> [Action item]:
Reproduce each record exactly.

> [Given data]:
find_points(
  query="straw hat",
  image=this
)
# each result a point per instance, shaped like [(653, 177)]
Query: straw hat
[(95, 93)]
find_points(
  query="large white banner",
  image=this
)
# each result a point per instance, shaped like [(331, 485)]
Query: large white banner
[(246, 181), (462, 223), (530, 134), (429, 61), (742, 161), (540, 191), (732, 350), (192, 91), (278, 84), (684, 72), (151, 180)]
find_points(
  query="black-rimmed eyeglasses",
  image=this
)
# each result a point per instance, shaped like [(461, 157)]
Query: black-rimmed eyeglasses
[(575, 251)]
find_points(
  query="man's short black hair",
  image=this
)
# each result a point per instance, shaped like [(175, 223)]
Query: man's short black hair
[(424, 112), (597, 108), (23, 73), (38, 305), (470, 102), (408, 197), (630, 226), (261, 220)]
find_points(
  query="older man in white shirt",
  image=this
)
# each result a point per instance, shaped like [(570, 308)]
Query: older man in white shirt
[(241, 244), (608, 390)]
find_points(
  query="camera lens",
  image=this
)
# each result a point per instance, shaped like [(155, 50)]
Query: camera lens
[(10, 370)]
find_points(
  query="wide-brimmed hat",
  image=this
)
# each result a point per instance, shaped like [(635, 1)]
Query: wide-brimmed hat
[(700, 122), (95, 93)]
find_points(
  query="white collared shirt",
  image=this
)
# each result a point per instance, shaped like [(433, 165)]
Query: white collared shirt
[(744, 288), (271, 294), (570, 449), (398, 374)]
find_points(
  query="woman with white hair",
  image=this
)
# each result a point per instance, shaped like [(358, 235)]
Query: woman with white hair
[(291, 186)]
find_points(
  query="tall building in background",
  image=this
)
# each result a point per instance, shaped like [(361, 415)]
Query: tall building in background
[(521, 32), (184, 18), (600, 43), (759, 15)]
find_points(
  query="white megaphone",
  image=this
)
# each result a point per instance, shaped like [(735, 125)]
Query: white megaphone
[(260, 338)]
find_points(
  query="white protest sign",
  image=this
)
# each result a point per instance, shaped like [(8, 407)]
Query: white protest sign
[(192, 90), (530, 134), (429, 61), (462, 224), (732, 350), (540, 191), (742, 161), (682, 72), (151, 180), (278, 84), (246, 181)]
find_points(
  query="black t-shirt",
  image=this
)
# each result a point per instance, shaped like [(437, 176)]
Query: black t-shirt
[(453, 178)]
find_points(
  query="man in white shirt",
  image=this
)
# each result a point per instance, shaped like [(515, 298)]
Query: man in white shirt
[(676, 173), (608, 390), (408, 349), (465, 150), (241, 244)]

> [Task answer]:
find_points(
  query="straw hat",
  image=this
)
# each result a point per instance, shaped like [(653, 177)]
Query: straw hat
[(95, 93)]
find_points(
  query="large white banner",
  image=this
)
# each result a point per instance, shaped like [(331, 485)]
Query: large white banner
[(246, 181), (462, 223), (530, 134), (429, 61), (742, 161), (540, 191), (732, 350), (192, 91), (278, 84), (684, 72), (151, 180)]
find_points(
  query="black-rimmed eyeglasses",
  image=this
)
# each result a point per instance, shaped like [(461, 157)]
Query: black-rimmed eyeglasses
[(575, 251)]
find_points(
  query="man's short black hair",
  image=this
)
# each result a point per instance, shaped like [(175, 223)]
Query: man's short black hair
[(424, 112), (597, 108), (23, 73), (38, 305), (470, 102), (408, 197), (630, 226), (261, 220)]
find_points(
  query="older man in white shirt",
  image=this
)
# each result a point per instance, shaped like [(570, 308)]
Query: older man in white shirt
[(241, 244), (608, 390)]
find_points(
  query="camera lens",
  image=this
)
# each result a point per instance, shaped like [(155, 50)]
Query: camera lens
[(10, 370)]
find_points(
  query="wide-brimmed hat",
  image=this
)
# each result a point per instance, shaped like [(635, 1)]
Query: wide-brimmed hat
[(700, 122), (95, 93)]
find_points(
  query="white collared shirt",
  image=this
)
# each result a point per instance, shaped like [(433, 165)]
Query: white collared shirt
[(744, 288), (271, 294), (570, 449), (398, 374)]
find_points(
  query="woman with white hair",
  image=this
)
# each result a point per instance, shaped like [(358, 235)]
Query: woman with white hair
[(291, 186)]
find_points(
  query="tall building in background",
  image=this
)
# each result a point per instance, shaped like [(361, 415)]
Query: tall building in background
[(521, 32), (184, 18), (600, 43), (759, 15)]
find_points(
  query="white megaphone",
  image=this
)
# each result a point per instance, shaped like [(735, 125)]
Query: white megaphone
[(260, 338)]
find_points(
  query="white protest sign",
  image=this
)
# each result a point per instance, shaped like [(8, 407)]
Query: white protest sign
[(192, 90), (530, 134), (429, 61), (462, 224), (732, 350), (540, 191), (742, 161), (682, 72), (151, 180), (278, 84), (246, 181)]
find_points(
  query="black t-shirt",
  image=this
)
# each result a point per instance, shaped like [(437, 176)]
Query: black t-shirt
[(453, 178)]
find_points(
  query="man in white shirt",
  image=this
)
# each result a point per instance, shaped like [(515, 298)]
Query: man in white shirt
[(676, 173), (608, 390), (408, 349), (465, 150), (241, 244)]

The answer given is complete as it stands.